**Exercise directions**
Count how many lines of the items contain the string "arch", matching case, and give only that number.

**Provided data**

↓↓↓

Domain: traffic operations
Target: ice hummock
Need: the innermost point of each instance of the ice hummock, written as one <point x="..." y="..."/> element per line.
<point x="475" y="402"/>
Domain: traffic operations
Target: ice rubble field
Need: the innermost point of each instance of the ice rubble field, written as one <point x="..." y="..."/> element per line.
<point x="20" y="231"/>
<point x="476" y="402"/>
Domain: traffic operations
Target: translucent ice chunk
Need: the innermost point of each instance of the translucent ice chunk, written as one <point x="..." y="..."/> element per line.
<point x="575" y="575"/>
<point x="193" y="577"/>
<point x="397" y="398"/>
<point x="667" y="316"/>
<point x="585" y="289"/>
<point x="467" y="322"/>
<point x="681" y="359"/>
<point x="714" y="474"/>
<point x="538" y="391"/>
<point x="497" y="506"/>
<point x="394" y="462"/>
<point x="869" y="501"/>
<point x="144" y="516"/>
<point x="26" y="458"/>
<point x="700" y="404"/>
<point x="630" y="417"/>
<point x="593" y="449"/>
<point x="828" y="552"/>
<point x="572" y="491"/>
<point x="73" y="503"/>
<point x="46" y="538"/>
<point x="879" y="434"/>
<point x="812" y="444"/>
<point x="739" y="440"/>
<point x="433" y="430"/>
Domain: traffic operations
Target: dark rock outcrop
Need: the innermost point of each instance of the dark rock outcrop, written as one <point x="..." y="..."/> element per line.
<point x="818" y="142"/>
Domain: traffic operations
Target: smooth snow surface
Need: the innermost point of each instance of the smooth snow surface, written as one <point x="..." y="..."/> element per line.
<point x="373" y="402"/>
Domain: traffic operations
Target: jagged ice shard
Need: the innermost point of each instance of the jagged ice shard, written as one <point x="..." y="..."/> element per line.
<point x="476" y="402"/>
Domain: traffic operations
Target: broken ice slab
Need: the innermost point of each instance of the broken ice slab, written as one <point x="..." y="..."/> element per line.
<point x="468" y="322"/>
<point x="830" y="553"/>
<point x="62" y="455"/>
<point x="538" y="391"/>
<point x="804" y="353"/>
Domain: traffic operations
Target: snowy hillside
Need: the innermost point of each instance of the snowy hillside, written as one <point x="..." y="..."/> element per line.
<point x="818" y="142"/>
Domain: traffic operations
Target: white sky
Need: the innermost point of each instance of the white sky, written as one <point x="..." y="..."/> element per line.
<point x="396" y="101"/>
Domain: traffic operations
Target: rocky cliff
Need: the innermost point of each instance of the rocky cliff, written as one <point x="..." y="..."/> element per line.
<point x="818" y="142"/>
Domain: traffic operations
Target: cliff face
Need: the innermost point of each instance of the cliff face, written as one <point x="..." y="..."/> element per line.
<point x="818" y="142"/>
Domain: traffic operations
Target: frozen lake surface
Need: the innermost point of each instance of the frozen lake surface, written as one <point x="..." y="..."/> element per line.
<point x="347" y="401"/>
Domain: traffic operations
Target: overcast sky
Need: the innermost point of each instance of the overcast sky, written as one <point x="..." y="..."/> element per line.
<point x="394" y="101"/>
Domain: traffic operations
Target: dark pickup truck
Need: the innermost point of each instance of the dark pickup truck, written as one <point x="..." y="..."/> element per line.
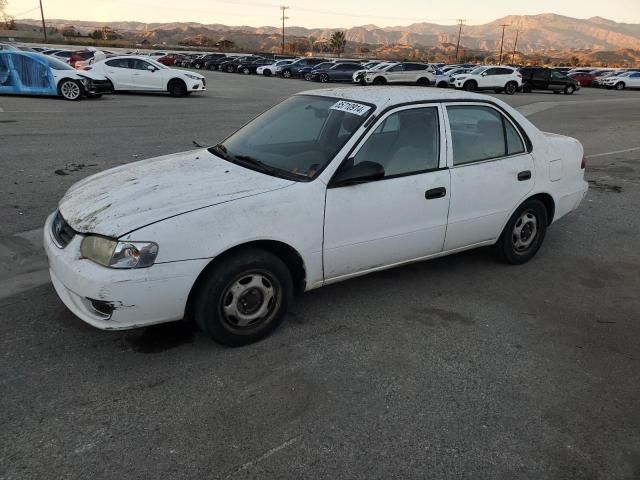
<point x="534" y="78"/>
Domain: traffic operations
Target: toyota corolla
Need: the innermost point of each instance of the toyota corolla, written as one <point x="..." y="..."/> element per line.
<point x="327" y="185"/>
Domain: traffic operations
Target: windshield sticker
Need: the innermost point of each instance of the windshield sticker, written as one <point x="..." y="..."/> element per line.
<point x="351" y="107"/>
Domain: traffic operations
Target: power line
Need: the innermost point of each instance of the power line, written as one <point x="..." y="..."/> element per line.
<point x="284" y="17"/>
<point x="461" y="22"/>
<point x="504" y="25"/>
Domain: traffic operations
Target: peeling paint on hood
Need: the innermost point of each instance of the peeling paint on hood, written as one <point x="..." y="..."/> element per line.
<point x="125" y="198"/>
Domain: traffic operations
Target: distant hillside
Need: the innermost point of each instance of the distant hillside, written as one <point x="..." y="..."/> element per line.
<point x="537" y="33"/>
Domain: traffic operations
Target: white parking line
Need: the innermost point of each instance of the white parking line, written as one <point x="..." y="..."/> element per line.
<point x="604" y="154"/>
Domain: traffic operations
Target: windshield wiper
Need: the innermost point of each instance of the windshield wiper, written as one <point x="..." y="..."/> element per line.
<point x="220" y="150"/>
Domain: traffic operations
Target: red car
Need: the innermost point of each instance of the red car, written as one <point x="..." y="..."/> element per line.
<point x="583" y="78"/>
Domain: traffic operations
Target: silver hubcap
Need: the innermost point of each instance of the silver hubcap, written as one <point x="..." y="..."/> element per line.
<point x="70" y="90"/>
<point x="524" y="231"/>
<point x="250" y="299"/>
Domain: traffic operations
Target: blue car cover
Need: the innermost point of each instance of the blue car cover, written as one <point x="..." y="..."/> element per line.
<point x="25" y="72"/>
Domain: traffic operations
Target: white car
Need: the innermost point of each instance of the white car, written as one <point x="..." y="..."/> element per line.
<point x="623" y="80"/>
<point x="499" y="79"/>
<point x="358" y="76"/>
<point x="268" y="70"/>
<point x="141" y="73"/>
<point x="446" y="79"/>
<point x="404" y="72"/>
<point x="30" y="73"/>
<point x="328" y="185"/>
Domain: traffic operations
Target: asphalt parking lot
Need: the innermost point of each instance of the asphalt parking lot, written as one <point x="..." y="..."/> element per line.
<point x="460" y="367"/>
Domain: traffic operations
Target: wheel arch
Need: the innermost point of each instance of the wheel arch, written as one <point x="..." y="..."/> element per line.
<point x="289" y="255"/>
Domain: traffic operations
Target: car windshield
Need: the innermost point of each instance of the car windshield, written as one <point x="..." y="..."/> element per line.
<point x="477" y="71"/>
<point x="295" y="139"/>
<point x="56" y="64"/>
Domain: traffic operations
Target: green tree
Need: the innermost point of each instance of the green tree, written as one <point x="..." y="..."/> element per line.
<point x="338" y="42"/>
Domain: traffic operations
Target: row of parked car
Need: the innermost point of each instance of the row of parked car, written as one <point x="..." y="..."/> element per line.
<point x="24" y="71"/>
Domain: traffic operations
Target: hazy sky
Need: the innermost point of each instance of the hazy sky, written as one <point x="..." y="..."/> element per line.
<point x="328" y="13"/>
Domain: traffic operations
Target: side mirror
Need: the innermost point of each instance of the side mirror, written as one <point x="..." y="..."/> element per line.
<point x="363" y="172"/>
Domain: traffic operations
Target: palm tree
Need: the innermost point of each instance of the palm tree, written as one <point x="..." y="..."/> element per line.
<point x="337" y="42"/>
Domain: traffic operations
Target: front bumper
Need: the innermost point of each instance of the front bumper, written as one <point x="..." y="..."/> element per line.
<point x="112" y="299"/>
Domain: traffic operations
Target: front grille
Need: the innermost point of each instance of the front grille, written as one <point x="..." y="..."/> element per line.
<point x="61" y="231"/>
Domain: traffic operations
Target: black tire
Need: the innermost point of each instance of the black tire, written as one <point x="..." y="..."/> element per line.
<point x="524" y="233"/>
<point x="70" y="89"/>
<point x="235" y="290"/>
<point x="177" y="88"/>
<point x="510" y="88"/>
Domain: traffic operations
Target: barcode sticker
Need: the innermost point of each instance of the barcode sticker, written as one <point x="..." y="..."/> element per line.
<point x="351" y="107"/>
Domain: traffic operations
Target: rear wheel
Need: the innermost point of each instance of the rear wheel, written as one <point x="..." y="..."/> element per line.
<point x="177" y="88"/>
<point x="70" y="89"/>
<point x="510" y="88"/>
<point x="523" y="235"/>
<point x="244" y="298"/>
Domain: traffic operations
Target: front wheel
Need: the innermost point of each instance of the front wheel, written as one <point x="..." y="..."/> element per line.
<point x="70" y="90"/>
<point x="244" y="298"/>
<point x="510" y="88"/>
<point x="523" y="235"/>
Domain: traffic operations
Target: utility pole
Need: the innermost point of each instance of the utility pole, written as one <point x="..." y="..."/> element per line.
<point x="44" y="27"/>
<point x="284" y="17"/>
<point x="515" y="44"/>
<point x="461" y="22"/>
<point x="504" y="25"/>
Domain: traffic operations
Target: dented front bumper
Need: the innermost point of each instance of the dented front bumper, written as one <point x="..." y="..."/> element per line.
<point x="112" y="299"/>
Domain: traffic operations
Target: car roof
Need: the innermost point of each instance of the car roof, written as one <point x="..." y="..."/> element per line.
<point x="384" y="95"/>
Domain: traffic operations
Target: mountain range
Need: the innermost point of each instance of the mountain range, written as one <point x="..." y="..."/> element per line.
<point x="537" y="33"/>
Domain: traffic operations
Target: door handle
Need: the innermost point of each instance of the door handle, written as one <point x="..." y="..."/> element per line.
<point x="526" y="175"/>
<point x="435" y="193"/>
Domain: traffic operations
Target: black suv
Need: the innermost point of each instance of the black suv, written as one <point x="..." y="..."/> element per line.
<point x="539" y="78"/>
<point x="293" y="69"/>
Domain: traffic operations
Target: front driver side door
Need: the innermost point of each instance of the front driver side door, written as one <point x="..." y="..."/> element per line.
<point x="401" y="217"/>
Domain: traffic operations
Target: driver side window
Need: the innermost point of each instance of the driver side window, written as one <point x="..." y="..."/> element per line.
<point x="405" y="142"/>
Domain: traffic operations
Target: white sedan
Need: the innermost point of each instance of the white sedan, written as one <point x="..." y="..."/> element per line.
<point x="327" y="185"/>
<point x="140" y="73"/>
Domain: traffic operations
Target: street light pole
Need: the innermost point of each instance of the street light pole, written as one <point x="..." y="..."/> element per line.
<point x="44" y="27"/>
<point x="284" y="17"/>
<point x="461" y="22"/>
<point x="504" y="25"/>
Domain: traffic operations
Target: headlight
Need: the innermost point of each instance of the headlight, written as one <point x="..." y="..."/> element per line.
<point x="111" y="253"/>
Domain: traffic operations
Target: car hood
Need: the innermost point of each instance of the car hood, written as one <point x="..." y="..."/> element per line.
<point x="126" y="198"/>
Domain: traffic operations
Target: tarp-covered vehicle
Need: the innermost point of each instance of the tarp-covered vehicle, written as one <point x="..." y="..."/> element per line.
<point x="27" y="73"/>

↑↑↑

**Result for this task**
2